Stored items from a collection
▬▬▬▬▬▬▬▬▬▬

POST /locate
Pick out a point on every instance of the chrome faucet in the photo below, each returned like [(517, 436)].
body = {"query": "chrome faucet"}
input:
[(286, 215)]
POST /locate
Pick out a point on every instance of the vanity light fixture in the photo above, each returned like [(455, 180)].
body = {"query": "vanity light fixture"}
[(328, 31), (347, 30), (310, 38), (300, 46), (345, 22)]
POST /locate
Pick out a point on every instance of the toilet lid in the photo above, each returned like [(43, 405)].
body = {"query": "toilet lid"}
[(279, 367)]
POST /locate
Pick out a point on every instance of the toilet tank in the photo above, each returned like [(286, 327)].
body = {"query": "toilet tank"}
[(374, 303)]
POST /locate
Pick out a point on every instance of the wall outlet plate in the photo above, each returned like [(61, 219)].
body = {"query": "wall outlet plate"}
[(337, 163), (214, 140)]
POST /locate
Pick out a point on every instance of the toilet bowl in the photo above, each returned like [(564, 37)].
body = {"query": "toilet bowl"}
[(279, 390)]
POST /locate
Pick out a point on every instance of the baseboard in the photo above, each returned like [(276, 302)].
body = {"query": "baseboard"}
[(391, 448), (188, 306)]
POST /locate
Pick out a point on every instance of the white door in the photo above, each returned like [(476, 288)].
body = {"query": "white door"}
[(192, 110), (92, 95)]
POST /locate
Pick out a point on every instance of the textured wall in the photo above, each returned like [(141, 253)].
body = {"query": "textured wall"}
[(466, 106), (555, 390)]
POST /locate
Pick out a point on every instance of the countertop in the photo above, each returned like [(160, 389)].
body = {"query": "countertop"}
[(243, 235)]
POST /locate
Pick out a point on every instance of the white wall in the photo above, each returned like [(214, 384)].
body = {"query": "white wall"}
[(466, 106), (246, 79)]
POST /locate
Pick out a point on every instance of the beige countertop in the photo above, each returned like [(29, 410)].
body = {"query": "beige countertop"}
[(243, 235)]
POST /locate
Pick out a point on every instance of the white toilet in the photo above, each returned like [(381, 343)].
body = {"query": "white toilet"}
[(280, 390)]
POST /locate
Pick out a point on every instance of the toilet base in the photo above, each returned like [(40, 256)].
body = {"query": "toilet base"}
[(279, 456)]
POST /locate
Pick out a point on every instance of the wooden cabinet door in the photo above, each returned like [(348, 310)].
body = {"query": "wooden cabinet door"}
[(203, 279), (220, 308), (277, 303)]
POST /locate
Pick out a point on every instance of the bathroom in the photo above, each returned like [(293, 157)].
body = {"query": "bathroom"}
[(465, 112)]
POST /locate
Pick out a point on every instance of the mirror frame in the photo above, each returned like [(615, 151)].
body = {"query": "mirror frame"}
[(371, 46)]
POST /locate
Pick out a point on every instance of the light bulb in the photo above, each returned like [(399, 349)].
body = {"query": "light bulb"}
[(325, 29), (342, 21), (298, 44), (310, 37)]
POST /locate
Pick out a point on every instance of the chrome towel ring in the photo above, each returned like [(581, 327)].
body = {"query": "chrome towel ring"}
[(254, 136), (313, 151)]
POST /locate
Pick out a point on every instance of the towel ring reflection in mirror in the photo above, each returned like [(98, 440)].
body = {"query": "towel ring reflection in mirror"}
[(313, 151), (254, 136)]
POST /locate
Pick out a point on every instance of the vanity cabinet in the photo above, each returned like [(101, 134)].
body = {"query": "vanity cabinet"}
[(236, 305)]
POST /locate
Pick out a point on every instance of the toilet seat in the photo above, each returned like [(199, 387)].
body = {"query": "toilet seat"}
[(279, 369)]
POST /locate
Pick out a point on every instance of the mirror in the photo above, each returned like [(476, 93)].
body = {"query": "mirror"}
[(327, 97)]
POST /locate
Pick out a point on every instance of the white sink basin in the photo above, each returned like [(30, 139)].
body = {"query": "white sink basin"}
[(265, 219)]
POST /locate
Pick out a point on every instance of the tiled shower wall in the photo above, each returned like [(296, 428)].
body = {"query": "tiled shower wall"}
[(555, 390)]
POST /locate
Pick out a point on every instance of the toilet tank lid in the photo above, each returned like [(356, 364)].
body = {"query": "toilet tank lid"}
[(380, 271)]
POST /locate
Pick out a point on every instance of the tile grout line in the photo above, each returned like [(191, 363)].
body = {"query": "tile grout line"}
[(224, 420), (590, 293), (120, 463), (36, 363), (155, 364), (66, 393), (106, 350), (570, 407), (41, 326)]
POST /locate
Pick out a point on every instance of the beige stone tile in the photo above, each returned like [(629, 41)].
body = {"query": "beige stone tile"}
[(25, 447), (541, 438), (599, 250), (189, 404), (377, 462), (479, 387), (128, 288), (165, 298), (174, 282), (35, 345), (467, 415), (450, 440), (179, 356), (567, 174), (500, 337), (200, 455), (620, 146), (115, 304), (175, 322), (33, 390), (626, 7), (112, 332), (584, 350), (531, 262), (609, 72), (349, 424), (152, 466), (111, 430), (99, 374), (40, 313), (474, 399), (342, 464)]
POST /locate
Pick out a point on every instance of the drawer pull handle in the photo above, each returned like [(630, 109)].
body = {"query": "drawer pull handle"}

▬▬▬▬▬▬▬▬▬▬

**YOUR INSTRUCTIONS**: The answer must consist of every line above that contains the word "drawer".

**REPLY**:
Pick out a point on every instance of the drawer pull handle in the photo above, each returned like [(630, 109)].
body = {"query": "drawer pull handle"}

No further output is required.